Written request: Change "overcast sky" to "cloudy sky" in the lines below, starting at the first line and stopping after the line that contains "[[[0,153],[699,152],[699,0],[0,2]]]". Keep everything else the same, and leave the pictures out of your answer.

Records for this task:

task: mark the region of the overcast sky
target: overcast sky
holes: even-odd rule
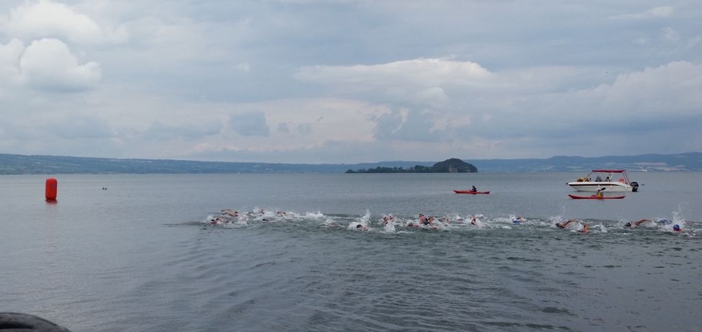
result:
[[[0,153],[699,152],[699,0],[0,2]]]

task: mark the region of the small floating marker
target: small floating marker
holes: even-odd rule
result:
[[[56,199],[56,190],[58,187],[58,181],[53,178],[46,179],[46,200],[53,201]]]

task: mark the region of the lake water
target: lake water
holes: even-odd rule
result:
[[[700,331],[702,174],[569,199],[585,175],[58,175],[55,204],[47,176],[0,176],[0,312],[74,332]],[[472,185],[490,194],[452,191]],[[406,227],[418,213],[449,221]],[[623,227],[642,218],[683,232]]]

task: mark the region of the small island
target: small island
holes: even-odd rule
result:
[[[409,168],[402,167],[380,167],[375,168],[359,169],[354,171],[350,169],[347,173],[477,173],[478,169],[475,166],[468,164],[458,158],[451,158],[435,164],[432,166],[425,166],[416,165]]]

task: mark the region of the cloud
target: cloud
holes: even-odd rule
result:
[[[611,16],[614,20],[649,20],[652,18],[666,18],[673,15],[675,9],[670,6],[656,7],[647,11]]]
[[[92,114],[69,114],[44,126],[46,131],[65,139],[109,138],[114,135],[105,120]]]
[[[675,29],[666,27],[661,30],[661,36],[669,41],[677,41],[680,39],[680,34]]]
[[[299,69],[294,77],[331,86],[332,92],[340,95],[363,94],[371,99],[432,107],[449,102],[446,86],[482,90],[494,81],[493,74],[477,63],[439,58],[375,65],[308,66]]]
[[[65,44],[46,38],[32,41],[25,50],[20,69],[31,86],[42,90],[86,90],[102,77],[98,62],[79,65],[78,58]]]
[[[17,39],[13,39],[6,45],[0,44],[0,88],[21,84],[18,65],[24,51],[24,44]]]
[[[27,1],[11,10],[9,18],[2,26],[11,35],[30,39],[53,37],[79,44],[99,44],[122,42],[128,39],[124,28],[115,29],[107,36],[88,15],[49,0]]]
[[[259,111],[234,113],[230,115],[229,128],[242,136],[267,136],[269,128],[265,114]]]
[[[169,140],[182,139],[197,140],[207,136],[219,134],[222,124],[211,121],[206,124],[181,124],[176,125],[164,124],[160,121],[154,121],[151,127],[144,134],[147,140]]]

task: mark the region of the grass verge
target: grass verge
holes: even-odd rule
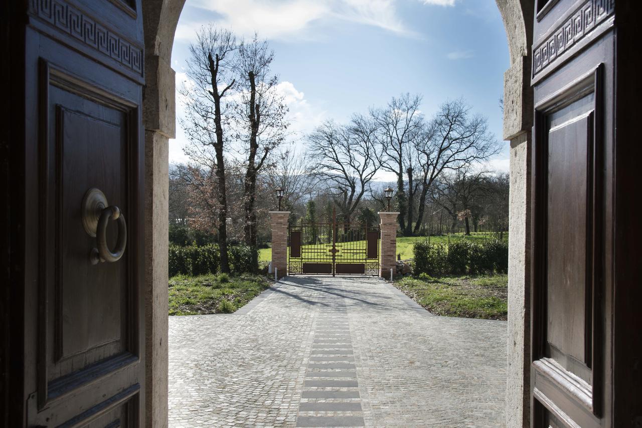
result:
[[[250,274],[177,275],[169,279],[169,314],[232,313],[271,285],[265,277]]]
[[[406,277],[394,286],[435,315],[503,320],[508,316],[508,275]]]

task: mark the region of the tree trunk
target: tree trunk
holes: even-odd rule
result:
[[[243,228],[245,244],[256,249],[256,214],[254,212],[254,203],[256,200],[256,152],[259,149],[257,135],[261,124],[261,112],[256,103],[256,80],[253,71],[248,72],[250,81],[250,112],[248,119],[250,122],[250,151],[248,154],[247,170],[245,173],[245,182],[243,187],[245,193],[245,224]],[[256,273],[259,270],[258,252],[252,252],[252,266],[250,271]]]
[[[408,168],[406,171],[408,174],[408,218],[406,219],[406,229],[404,230],[404,235],[410,236],[412,235],[412,211],[415,201],[415,192],[412,185],[412,168]],[[419,222],[415,225],[415,229],[419,226]]]
[[[225,185],[225,164],[223,157],[223,127],[221,125],[221,96],[218,92],[217,74],[220,58],[216,55],[216,62],[210,55],[209,71],[212,77],[212,98],[214,99],[214,123],[216,130],[216,178],[218,180],[218,248],[219,262],[221,272],[229,272],[230,266],[227,260],[227,187]],[[232,84],[234,84],[232,81]],[[230,85],[231,86],[231,85]],[[225,91],[223,91],[225,92]]]
[[[220,123],[220,120],[219,120]],[[216,133],[218,133],[217,131]],[[222,139],[222,135],[221,135]],[[225,189],[225,167],[222,146],[215,148],[216,151],[216,178],[218,180],[218,249],[221,272],[229,272],[227,261],[227,196]]]
[[[421,184],[421,194],[419,196],[419,212],[417,214],[417,224],[415,225],[415,229],[413,230],[413,233],[415,235],[417,234],[417,230],[419,226],[424,220],[424,212],[426,209],[426,197],[428,194],[428,189],[430,185],[426,183],[426,177],[424,177],[424,182]],[[431,224],[432,224],[432,218],[431,215]]]
[[[402,230],[406,229],[406,192],[403,185],[403,171],[399,165],[399,173],[397,175],[397,205],[399,209],[399,223]]]

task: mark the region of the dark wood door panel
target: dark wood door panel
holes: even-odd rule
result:
[[[541,2],[535,18],[534,428],[612,426],[608,418],[608,207],[614,76],[609,67],[614,41],[609,28],[614,4],[611,0]]]
[[[81,216],[85,192],[97,187],[128,217],[127,113],[55,87],[49,97],[55,140],[50,147],[60,160],[55,171],[60,207],[55,265],[60,275],[49,325],[54,353],[48,374],[52,379],[126,350],[125,297],[134,284],[126,255],[116,263],[88,262],[96,239],[85,231]],[[113,248],[117,231],[112,226],[108,226],[107,241]]]
[[[591,94],[547,118],[547,339],[549,356],[571,371],[575,364],[569,360],[588,362],[592,337],[586,300],[593,99]],[[590,382],[585,370],[575,374]]]

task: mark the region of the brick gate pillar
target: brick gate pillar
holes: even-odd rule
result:
[[[379,275],[390,278],[390,270],[397,266],[397,216],[399,212],[379,212],[381,218],[381,250],[379,252]],[[394,272],[394,271],[393,271]]]
[[[288,275],[288,219],[290,211],[270,211],[272,229],[272,269],[282,278]]]

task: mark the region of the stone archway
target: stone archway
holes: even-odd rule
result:
[[[530,147],[534,0],[496,0],[508,39],[503,138],[510,144],[507,426],[530,426]],[[144,26],[146,413],[148,427],[168,425],[168,211],[169,140],[175,136],[174,35],[186,0],[146,0]]]

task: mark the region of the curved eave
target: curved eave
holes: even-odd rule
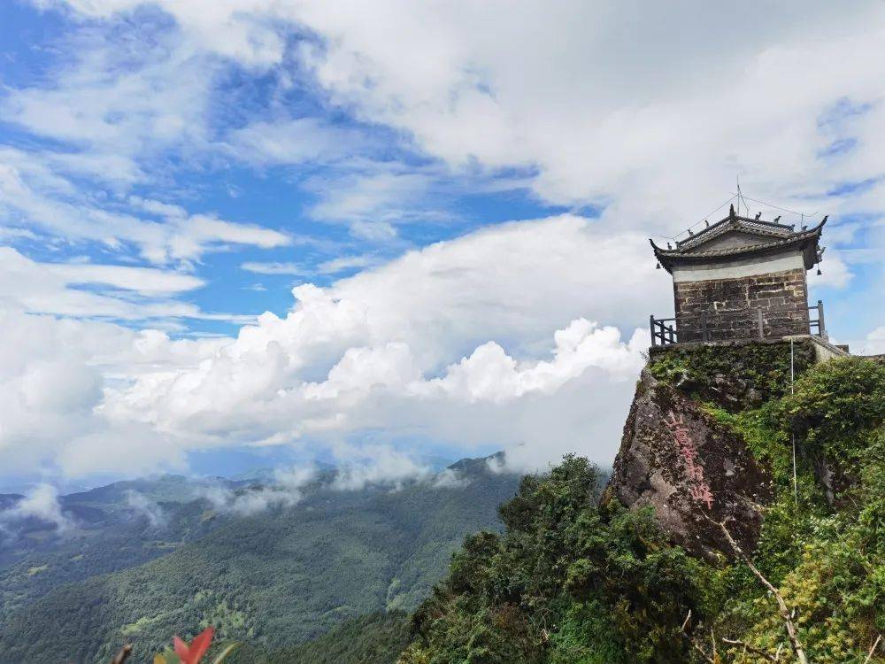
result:
[[[691,251],[679,249],[661,249],[655,244],[653,240],[649,240],[651,248],[654,250],[655,258],[658,262],[671,274],[673,268],[679,264],[697,265],[698,263],[709,263],[712,261],[720,262],[723,260],[740,260],[750,259],[754,256],[768,256],[771,254],[789,251],[790,250],[799,250],[803,253],[803,262],[806,270],[810,270],[818,262],[818,241],[824,224],[827,223],[827,217],[815,226],[805,231],[800,231],[791,237],[774,242],[759,243],[745,247],[732,247],[728,249],[710,250],[707,251]]]

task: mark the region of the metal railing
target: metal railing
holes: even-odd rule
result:
[[[809,306],[808,311],[817,312],[817,318],[809,315],[808,331],[804,334],[827,338],[823,302],[818,300],[818,304]],[[794,318],[796,313],[795,309],[782,307],[700,312],[681,314],[678,318],[655,318],[652,314],[649,316],[651,345],[786,336],[799,322]]]

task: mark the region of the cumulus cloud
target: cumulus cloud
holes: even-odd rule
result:
[[[509,458],[527,467],[573,450],[606,459],[647,335],[581,314],[625,329],[644,318],[666,285],[649,281],[643,249],[573,216],[487,228],[299,286],[287,316],[265,313],[234,339],[5,312],[0,456],[135,474],[181,468],[190,451],[334,451],[371,432],[463,452],[524,443],[535,456]],[[635,267],[612,282],[612,264]],[[340,482],[424,472],[410,459],[366,459]]]
[[[622,414],[647,335],[623,340],[580,313],[644,317],[642,301],[655,287],[640,247],[635,236],[597,234],[568,216],[442,243],[328,289],[296,287],[286,318],[263,314],[192,368],[108,390],[96,411],[206,445],[381,430],[468,450],[557,438],[545,448],[557,453],[571,436],[571,444],[604,457],[617,436],[607,417],[596,433],[609,440],[594,450],[581,430],[550,427],[535,408],[592,376],[598,382],[583,413],[623,399],[614,410]],[[631,261],[636,267],[612,285],[605,266]]]
[[[63,45],[77,57],[47,74],[51,84],[4,95],[11,124],[57,146],[0,154],[6,236],[33,239],[17,235],[33,227],[178,272],[4,254],[4,315],[15,326],[9,357],[0,352],[7,467],[144,470],[182,466],[196,449],[334,449],[362,436],[504,446],[514,467],[570,451],[609,460],[647,343],[634,330],[671,306],[647,235],[699,220],[740,174],[760,200],[832,215],[834,246],[812,287],[857,288],[858,270],[881,265],[855,246],[885,204],[881,3],[689,3],[643,7],[641,19],[629,4],[567,1],[38,4],[65,4],[93,29]],[[107,28],[133,12],[173,20],[146,21],[120,43]],[[758,15],[722,47],[722,26]],[[211,112],[238,107],[212,97],[231,66],[273,89],[260,117],[226,123]],[[361,129],[293,117],[282,100],[299,86]],[[380,154],[366,127],[384,136]],[[316,274],[365,269],[298,286],[286,315],[265,313],[235,338],[184,343],[27,315],[211,318],[175,299],[200,285],[182,271],[229,245],[295,243],[134,196],[136,182],[169,181],[164,151],[209,168],[334,163],[298,181],[313,197],[305,216],[400,249],[404,223],[450,220],[433,205],[445,177],[501,177],[542,202],[601,212],[481,229],[384,265],[324,256]],[[110,193],[84,194],[84,177]],[[301,257],[273,258],[242,267],[305,274]],[[387,460],[392,477],[422,472],[408,455]],[[351,475],[358,484],[374,472]]]

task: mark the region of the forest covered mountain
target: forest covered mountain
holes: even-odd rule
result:
[[[790,351],[653,356],[607,487],[524,478],[400,664],[885,661],[885,364],[796,348],[790,393]]]
[[[396,612],[427,596],[466,535],[498,527],[518,483],[482,459],[398,487],[335,477],[291,496],[165,476],[62,497],[60,532],[30,518],[4,533],[0,661],[109,661],[124,641],[146,660],[205,624],[248,645],[240,661],[296,661],[283,649],[350,619],[392,612],[401,626]]]

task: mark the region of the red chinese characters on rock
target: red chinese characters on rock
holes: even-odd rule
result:
[[[713,506],[713,494],[710,490],[710,485],[704,478],[704,466],[697,459],[697,447],[689,435],[684,416],[681,413],[677,416],[675,413],[670,411],[666,421],[670,427],[670,430],[673,431],[673,439],[676,441],[680,456],[682,458],[685,474],[689,478],[691,498],[704,504],[707,509],[711,509]]]

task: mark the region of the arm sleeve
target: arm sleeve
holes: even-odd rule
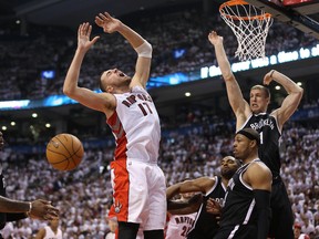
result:
[[[271,218],[270,210],[270,191],[268,190],[254,190],[256,201],[256,209],[258,211],[258,239],[266,239],[268,236],[269,224]]]
[[[152,58],[152,45],[145,41],[142,45],[140,45],[138,48],[134,49],[138,56],[143,56],[143,58]]]

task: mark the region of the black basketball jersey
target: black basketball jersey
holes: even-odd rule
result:
[[[280,173],[279,138],[277,121],[267,113],[251,114],[243,128],[254,128],[260,135],[259,158],[269,167],[272,176]]]
[[[187,235],[187,239],[212,239],[219,226],[216,216],[206,211],[207,200],[213,198],[223,204],[226,188],[222,184],[222,177],[215,177],[215,184],[209,191],[204,196],[203,204],[198,210],[194,227]]]
[[[261,160],[255,159],[253,162]],[[243,227],[247,228],[248,226],[253,226],[253,228],[257,229],[258,215],[255,207],[256,202],[254,191],[253,188],[250,188],[248,185],[245,185],[241,179],[243,174],[247,170],[253,162],[238,168],[233,178],[228,181],[225,204],[220,218],[220,231],[224,232],[224,236],[225,231],[226,233],[231,232],[235,236],[240,236],[236,235],[236,232],[240,231]],[[251,231],[255,230],[253,229]]]
[[[6,180],[2,175],[2,166],[0,165],[0,196],[6,197]],[[7,221],[16,221],[27,218],[25,214],[10,214],[10,212],[0,212],[0,230],[4,228]],[[1,238],[1,235],[0,235]]]

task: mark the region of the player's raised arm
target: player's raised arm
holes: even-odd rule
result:
[[[104,32],[112,33],[117,31],[137,52],[138,58],[135,65],[135,74],[130,86],[133,87],[135,85],[141,85],[145,89],[151,71],[152,45],[137,32],[121,22],[119,19],[111,17],[107,12],[96,15],[95,23],[103,28]]]
[[[105,112],[105,108],[111,107],[112,103],[115,104],[111,94],[97,94],[89,89],[80,87],[78,85],[83,59],[90,48],[99,39],[99,37],[95,37],[93,40],[90,40],[91,31],[92,25],[88,22],[80,24],[78,29],[78,49],[64,80],[63,93],[90,108]]]
[[[287,122],[289,117],[296,112],[301,101],[303,90],[291,79],[276,70],[271,70],[265,75],[264,84],[268,85],[272,80],[282,85],[288,93],[288,95],[282,101],[281,106],[272,113],[272,115],[277,118],[278,126],[281,129],[285,122]]]
[[[224,49],[223,43],[224,39],[223,37],[218,35],[215,31],[212,31],[208,34],[208,40],[215,48],[215,54],[218,62],[218,66],[222,71],[224,81],[226,83],[228,101],[233,108],[233,112],[237,117],[237,122],[243,116],[245,117],[244,119],[245,122],[247,116],[250,114],[249,104],[244,100],[238,82],[236,81],[231,72],[230,64]],[[244,122],[240,123],[243,124]]]

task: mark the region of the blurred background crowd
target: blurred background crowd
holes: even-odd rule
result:
[[[224,37],[229,60],[236,61],[237,41],[230,29],[218,14],[204,14],[200,8],[193,6],[165,11],[165,14],[147,12],[138,18],[130,15],[130,24],[153,45],[152,76],[216,65],[213,48],[207,41],[213,29]],[[95,34],[102,32],[93,27]],[[10,25],[1,29],[0,40],[0,101],[62,94],[64,75],[76,48],[76,29],[29,25],[28,34],[21,35],[18,27]],[[318,40],[277,21],[270,28],[267,42],[267,55],[318,44]],[[181,49],[185,53],[176,59],[172,50]],[[134,59],[134,54],[121,38],[114,34],[101,38],[85,58],[80,84],[97,89],[101,72],[119,65],[119,62],[121,70],[130,75],[134,65],[128,60]],[[55,71],[53,81],[41,77],[40,72],[47,69]],[[300,111],[307,112],[308,116],[310,111],[318,112],[318,97],[303,101]],[[318,114],[312,116],[292,117],[285,126],[281,175],[289,190],[296,222],[301,226],[301,231],[316,238],[319,237],[319,127]],[[174,121],[161,115],[160,164],[167,185],[183,178],[218,175],[222,157],[233,154],[234,119],[230,107],[216,113],[196,105],[177,108]],[[112,204],[109,164],[113,159],[114,142],[110,131],[101,131],[104,135],[88,132],[86,128],[68,131],[83,142],[85,149],[83,162],[72,172],[58,172],[47,163],[48,137],[40,135],[34,141],[3,132],[8,144],[0,158],[8,196],[51,200],[61,210],[60,225],[68,239],[100,239],[107,231],[107,210]],[[3,235],[6,238],[32,238],[43,225],[25,219],[8,224]]]

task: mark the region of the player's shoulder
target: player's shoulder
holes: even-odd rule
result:
[[[261,162],[260,159],[253,160],[249,164],[249,167],[247,168],[247,172],[250,175],[254,175],[256,177],[271,177],[271,172],[267,167],[267,165]]]

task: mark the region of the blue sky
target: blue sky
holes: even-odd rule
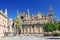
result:
[[[36,15],[38,12],[48,14],[50,5],[52,5],[55,17],[60,20],[60,0],[0,0],[0,10],[8,9],[8,18],[16,17],[16,10],[26,12],[30,9],[30,15]]]

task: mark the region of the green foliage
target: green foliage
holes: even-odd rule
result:
[[[53,32],[58,30],[58,24],[53,24],[53,23],[44,23],[43,29],[45,32]]]
[[[60,22],[58,22],[58,30],[60,31]]]
[[[60,33],[56,33],[56,34],[54,34],[54,36],[60,36]]]
[[[22,26],[21,26],[21,23],[20,23],[20,18],[19,18],[19,16],[16,17],[15,21],[16,21],[17,28],[18,28],[18,29],[21,29]]]

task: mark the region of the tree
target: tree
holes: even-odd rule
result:
[[[19,34],[22,28],[19,15],[16,17],[15,22],[16,22],[17,34]]]
[[[60,31],[60,22],[58,22],[58,30]]]

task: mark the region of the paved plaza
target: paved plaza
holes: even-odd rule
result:
[[[5,37],[0,40],[60,40],[60,39],[48,39],[48,37],[39,36],[16,36],[16,37]]]

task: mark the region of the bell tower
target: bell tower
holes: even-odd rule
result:
[[[52,6],[50,5],[50,10],[49,10],[49,14],[48,14],[49,17],[53,17],[53,11],[52,11]]]

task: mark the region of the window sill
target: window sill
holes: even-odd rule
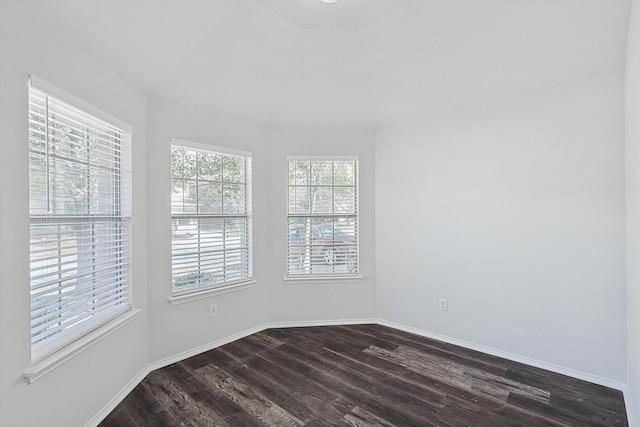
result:
[[[253,288],[257,282],[251,280],[249,282],[234,283],[232,285],[220,286],[219,288],[205,289],[203,291],[194,291],[188,294],[177,295],[169,297],[171,305],[184,304],[186,302],[197,301],[204,298],[213,297],[216,295],[227,294],[229,292],[237,292],[244,289]]]
[[[284,281],[289,283],[360,283],[363,277],[358,276],[313,276],[290,277],[285,276]]]
[[[128,311],[121,316],[118,316],[111,322],[106,323],[98,329],[77,339],[68,346],[56,351],[52,355],[45,357],[37,363],[34,363],[33,365],[31,365],[31,368],[23,374],[24,378],[29,384],[32,384],[40,377],[62,365],[67,360],[91,347],[98,341],[101,341],[102,339],[108,337],[127,323],[131,322],[136,314],[140,313],[141,311],[142,310],[140,309]]]

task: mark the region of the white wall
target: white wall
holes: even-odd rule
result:
[[[148,236],[151,362],[267,322],[375,317],[374,149],[369,132],[264,131],[159,101],[149,101]],[[253,156],[254,276],[251,289],[171,305],[171,138],[250,151]],[[361,273],[356,283],[285,282],[287,155],[360,158]],[[209,304],[218,316],[209,318]]]
[[[338,321],[375,317],[374,145],[371,132],[268,131],[271,321]],[[358,282],[285,281],[287,156],[360,159],[360,273]]]
[[[0,1],[0,425],[79,426],[147,364],[146,314],[33,384],[30,367],[27,78],[133,126],[134,303],[146,306],[145,100],[22,5]]]
[[[623,108],[612,75],[380,132],[379,316],[623,383]]]
[[[257,127],[202,115],[158,101],[147,108],[149,151],[149,354],[152,362],[209,344],[268,320],[269,189],[265,133]],[[253,288],[171,305],[171,138],[252,153]],[[209,317],[209,305],[218,316]]]
[[[626,69],[627,386],[640,422],[640,4],[631,9]]]

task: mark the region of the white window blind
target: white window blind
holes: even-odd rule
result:
[[[253,275],[251,156],[191,144],[171,147],[174,296]]]
[[[289,159],[288,277],[358,274],[358,161]]]
[[[29,87],[31,354],[131,307],[130,133]]]

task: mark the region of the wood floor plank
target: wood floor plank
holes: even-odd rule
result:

Written answer:
task: mark the region of the cloudy sky
target: cloudy sky
holes: even-odd rule
result:
[[[0,153],[699,152],[699,0],[0,2]]]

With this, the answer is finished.